## [Extract to read]
┌──
At this point, every member of Object could easily be moved to static members on more appropriate classes (Type.GetType, etc). So, do we really need Object? Just for bypassing the strict type system… so, will we really need it in the near future?
I’m very excited about the forthcoming C#4 “dynamic”. It seems to me that this type will address several current shortcomings:
1) Lack of duck typing. I do really miss the duck typing made possible by C++ templates, or “static polymorphism” as we called it.
2) Awkward syntax for runtime binding. This would help clean up the syntax for LINQ to XML and other hot areas as well.
So, now here’s a question: when “dynamic” is introduced, will there be any more need for “object”?
P.S. I finally bought C# in Depth this weekend, and I’ve started my way through it. So far, so good. :) Thanks for having Herb Sutter review – he’s a top mind in language design, even though he’s C++.
@Stephen: Not sure where you got the Herb Sutter bit from. Eric Lippert was the technical reviewer.
I’m on the fence when it comes to whether “object” is still needed. It’ll be interested to see what happens in the *next* platform…
I agree with everything that you said.
Currently I have implemented a static ‘Hash’ class that supports generating several different correct hash functions given various inputs or bytes. If this were in the BCL it would solve alot of issues.
I also have a static ‘Clone’ class that implements Shallow and Deep by using MemberwiseClone via reflection, or binary serialization, or xml serialization. This would be a better BCL class instead of the current rarely unused implementation.
Finally, as for an ‘object’ base class. Really this should have been a marker interface with no functionality. It keeps one reference type hierarchy, and allows you to handle having an instance handle where you do not know/care what type it is. As you said the other functions could (should) be re/moved to where they make more sense.
└──
## [Material provided]
┌──
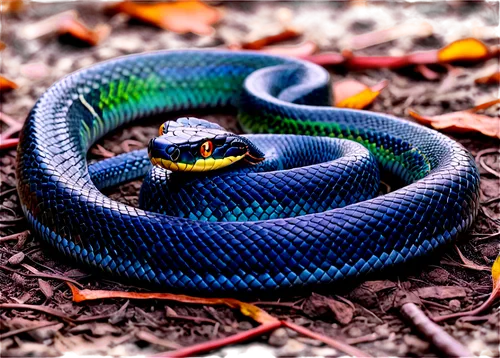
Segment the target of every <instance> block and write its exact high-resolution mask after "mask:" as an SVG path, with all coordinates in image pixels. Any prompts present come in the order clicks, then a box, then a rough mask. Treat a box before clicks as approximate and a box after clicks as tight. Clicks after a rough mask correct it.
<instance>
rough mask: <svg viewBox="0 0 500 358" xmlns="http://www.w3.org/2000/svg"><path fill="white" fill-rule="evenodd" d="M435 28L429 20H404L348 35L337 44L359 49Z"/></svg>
└──
## [Activity 1]
In the discussion of C#'s object type, who was the technical reviewer of C# in Depth?
## [Activity 2]
In the discussion of C#'s object type, what are all the techniques the static Clone class uses to implement Shallow and Deep?
## [Activity 3]
Carry the discussion of C#'s object type forward, starting after its last sentence.

## [Answer 1]
Eric Lippert

## [Answer 2]
- MemberwiseClone via reflection
- binary serialization
- xml serialization

## [Answer 3]
“GetType() or (getClass() in Java) is pretty important. I can’t see any particular alternative to having this within Object”
C# already has “typeof()” which only applies to types; it could have been changed to allow instances, having the same behavior as “.GetType()” does today, freeing up the name while not introducing another language element.
RE: ToString() – it is out of balance — where is FromString() to go with it? Why isn’t there ToXml() and ToBinariy(), too? I think my questions and yours have the same answer.
Just remove the Object blasphemy..
Not to mention that ToString() sometimes calls GetHashCode() …
I agree about Equals and GetHashCode that should be moved somewhere else as for some objects it does not make sense to have comparison
However, the default implementation could have been implemented as an overridable shallow memberwise comparison instead of a reference comparison
If objects can be cloned this way in the object implementation why can they not be compared this way?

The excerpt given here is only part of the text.